*TASK REQUIREMENTS*:
1. Answer these questions about the Litchborough text:
(a) What was the parish population at the 2011 Census?
(b) To which saint is the Church of England parish church dedicated?
(c) What is the village pub called?
2. Pick up the Litchborough text after its last sentence and continue it.
Top of EXCERPT
Village in Northamptonshire, England

Litchborough is a historic village and civil parish in West Northamptonshire, England. At the time of the 2001 census, the parish's population was 300 people, increasing to 321 at the 2011 Census.

The villages name probably means, 'enclosure hill'.

The manor of Litchborough, and that of nearby Weedon Pinkney, belonged in the fourteenth century to the Wale family, and passed by descent to the Malorre family. More recently, new built housing has increased the number of dwellings to 111 and the population to 449.

It is about 4 mi north-west of Towcester, 2 miles off the A5 on the Banbury Road.

The Church of England parish church is dedicated to St Martin.

The village has an active Village Hall and a pub, the Old Red Lion.

The village has a well supported Parish Council chaired by Tim Sykes of the Old Rectory, a businessman who chaired the hostel sector hospitality company Beds & Bars. Gareth Lugar-Mawson, a retired High Court Judge who has served in Hong Kong and Brunei, also serves on the Parish Council.
Bottom of EXCERPT
Top of PROVIDED MATERIAL
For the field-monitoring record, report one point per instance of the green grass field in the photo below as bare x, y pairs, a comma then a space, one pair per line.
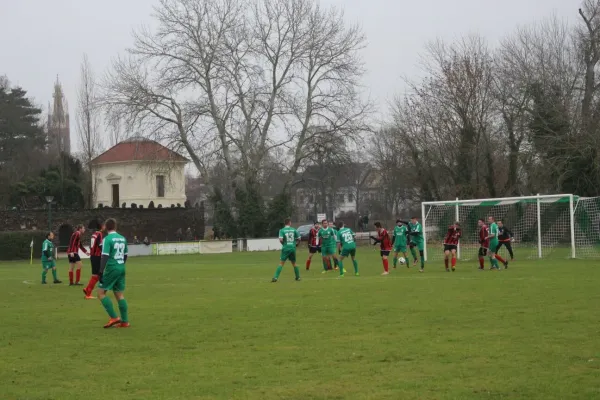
Bottom of PROVIDED MATERIAL
*ANSWERS FOR THE TASKS*:
1.
(a) 321
(b) St Martin
(c) The Old Red Lion

2.
There is an informative village community website - litchborough.org.uk - with local news, details of events and Parish Council information.

==Litchborough Hall==
Litchborough Hall is the home of Bob Heygate, who was High Sheriff of Northamptonshire in 1997 and who, with cousin Paul Heygate, owns and runs the landmark Heygates Mill at Bugbrooke and the Fine Lady Bakery at Banbury.

In June 1603 Lady Anne Clifford stayed at Litchborough Hall, the home of Elizabeth Nedham, who had been a member of the household of Anne Russell, Countess of Warwick. Lucy Russell, Countess of Bedford met her and they rode to Dingley Hall to meet Anne of Denmark.

The house was extensively reworked in 1838 in Tudor style by the architect George Moore.